What to do:
For each statement marked 1., 2. and 3., state whether it agrees with the tomato text, answering yes or no and quoting the words of the text that decide it. 1. Frozen tomatoes can only be used in cooked dishes. 2. Long vine types bear fruit before indoor cherry tomatoes. 3. There is a fixed rule about the time of day at which tomatoes should be harvested.

Text under study:
Tuesday, 26 October 2010

Storing Tomatoes

Storing Tomatoes:

There are several ways of storing tomatoes for later use. If you pick one and are unable to use it right away, it can usually be kept a few days before use. The best way of keeping these is to store the them in a cool, dark place, preferably a cellar or cold shed. However, this is not always possible and a refrigerator is the next best thing. The important thing about storing fruits and vegetables is that they should not touch one another and that air should be able circulate around them. Tomatoes can be frozen but then they can only be used in cooked dishes as they lose their firmness. Another traditional way to store tomatoes, frequently used by Italian's, is to make sun-dried tomatoes. These can be preserved in olive oil for future use.

Harvesting Tomatoes

Harvesting Tomatoes:

Try to resist the temptation to harvest tomatoes to soon. Indoor cherry tomatoes are the first to bear fruit, whereas long vine types take longer. Until they have developed fully, the taste might not be matured and some might even be bitter. When you are harvesting do not simply pick the best fruits. If you also come across any that are diseased or rotting, harvest these as well and compost them. Do not leave rotting tomatoes on the plant or on the ground because they will spread their problems to healthy fruit of the spores may remain in the ground until the following year.

There is no hard and fast rule about when or at what time of the day to harvest, although taking the tomato straight from the garden to the pot does of course give the freshest tasting dish. If possible, try to harvest when you want the tomatoes, rather than leaving them lying around for a few days.

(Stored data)
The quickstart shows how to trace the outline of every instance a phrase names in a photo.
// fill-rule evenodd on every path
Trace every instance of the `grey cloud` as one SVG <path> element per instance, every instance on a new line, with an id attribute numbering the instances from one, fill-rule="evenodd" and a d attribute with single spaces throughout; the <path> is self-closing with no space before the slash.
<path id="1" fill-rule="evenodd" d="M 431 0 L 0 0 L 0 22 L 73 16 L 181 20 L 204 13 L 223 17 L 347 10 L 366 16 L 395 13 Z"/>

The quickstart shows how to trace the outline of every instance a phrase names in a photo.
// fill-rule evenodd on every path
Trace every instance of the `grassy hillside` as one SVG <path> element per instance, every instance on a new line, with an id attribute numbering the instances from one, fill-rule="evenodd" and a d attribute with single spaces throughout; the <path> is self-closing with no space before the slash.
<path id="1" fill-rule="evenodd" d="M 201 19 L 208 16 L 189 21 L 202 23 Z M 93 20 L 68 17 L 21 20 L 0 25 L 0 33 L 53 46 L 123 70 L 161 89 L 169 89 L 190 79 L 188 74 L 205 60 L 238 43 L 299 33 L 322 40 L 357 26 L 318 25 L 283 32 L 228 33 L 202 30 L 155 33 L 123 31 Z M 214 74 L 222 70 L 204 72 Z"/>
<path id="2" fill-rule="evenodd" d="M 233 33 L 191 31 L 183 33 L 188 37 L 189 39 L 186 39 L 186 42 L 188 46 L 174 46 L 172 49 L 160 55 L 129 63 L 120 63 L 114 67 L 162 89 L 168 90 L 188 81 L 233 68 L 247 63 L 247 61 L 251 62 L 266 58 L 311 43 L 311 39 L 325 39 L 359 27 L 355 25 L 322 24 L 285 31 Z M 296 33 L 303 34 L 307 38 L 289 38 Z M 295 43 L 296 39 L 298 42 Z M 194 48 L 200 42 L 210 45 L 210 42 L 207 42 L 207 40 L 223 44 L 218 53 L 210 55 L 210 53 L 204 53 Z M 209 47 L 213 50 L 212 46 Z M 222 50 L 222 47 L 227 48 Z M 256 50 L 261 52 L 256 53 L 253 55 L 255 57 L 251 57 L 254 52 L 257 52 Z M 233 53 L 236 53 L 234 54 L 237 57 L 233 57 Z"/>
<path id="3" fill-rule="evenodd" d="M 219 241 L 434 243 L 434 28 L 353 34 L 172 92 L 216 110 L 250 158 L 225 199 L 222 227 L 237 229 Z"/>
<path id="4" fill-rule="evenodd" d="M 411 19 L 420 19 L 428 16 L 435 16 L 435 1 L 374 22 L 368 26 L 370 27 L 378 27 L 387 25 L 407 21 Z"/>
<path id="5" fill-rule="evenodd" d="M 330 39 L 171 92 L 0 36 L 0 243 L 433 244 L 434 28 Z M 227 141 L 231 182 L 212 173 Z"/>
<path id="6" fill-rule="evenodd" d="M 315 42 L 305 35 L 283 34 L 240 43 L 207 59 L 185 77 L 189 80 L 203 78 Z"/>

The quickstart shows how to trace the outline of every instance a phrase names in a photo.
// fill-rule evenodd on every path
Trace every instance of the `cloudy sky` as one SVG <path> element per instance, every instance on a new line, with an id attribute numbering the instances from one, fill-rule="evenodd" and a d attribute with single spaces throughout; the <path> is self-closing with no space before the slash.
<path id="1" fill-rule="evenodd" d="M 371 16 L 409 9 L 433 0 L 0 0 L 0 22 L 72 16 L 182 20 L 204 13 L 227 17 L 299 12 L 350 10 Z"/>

Task response:
1. Yes: "Tomatoes can be frozen but then they can only be used in cooked dishes as they lose their firmness."
2. No: "Indoor cherry tomatoes are the first to bear fruit, whereas long vine types take longer."
3. No: "There is no hard and fast rule about when or at what time of the day to harvest"